<<<<

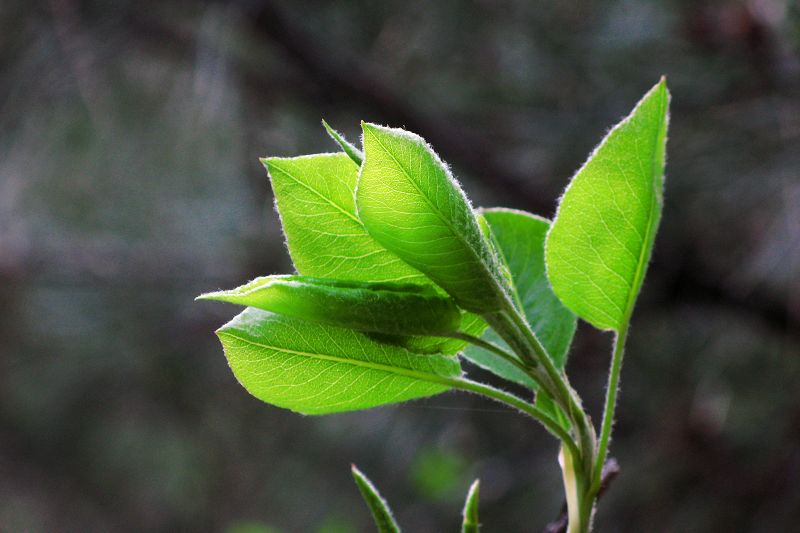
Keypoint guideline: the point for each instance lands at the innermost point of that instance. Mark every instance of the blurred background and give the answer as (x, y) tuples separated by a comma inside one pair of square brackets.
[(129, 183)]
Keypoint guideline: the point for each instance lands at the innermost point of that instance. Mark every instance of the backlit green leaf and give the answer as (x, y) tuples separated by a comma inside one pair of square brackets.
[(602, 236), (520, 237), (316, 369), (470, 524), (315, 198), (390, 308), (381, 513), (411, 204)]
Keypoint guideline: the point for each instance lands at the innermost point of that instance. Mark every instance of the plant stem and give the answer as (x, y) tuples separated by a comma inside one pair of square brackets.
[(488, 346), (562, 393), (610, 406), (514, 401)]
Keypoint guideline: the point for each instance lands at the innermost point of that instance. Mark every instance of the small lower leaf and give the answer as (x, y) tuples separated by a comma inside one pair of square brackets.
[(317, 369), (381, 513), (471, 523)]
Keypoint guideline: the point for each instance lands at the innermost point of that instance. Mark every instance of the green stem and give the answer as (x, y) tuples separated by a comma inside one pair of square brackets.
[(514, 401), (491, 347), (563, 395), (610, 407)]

>>>>

→ REQUIRED TASK: Please copy the lines above word for word, starting from the first one and going on through the line containing "[(129, 183)]", and leave the pictures out of your answer.

→ EXPECTED OUTPUT:
Keypoint guideline: the point for each instance lands at the innermost point of that instance. Mark every instance of the blurred background and give the answer as (x, y) tuples separated by a comma inside one pair of square brackets.
[(129, 183)]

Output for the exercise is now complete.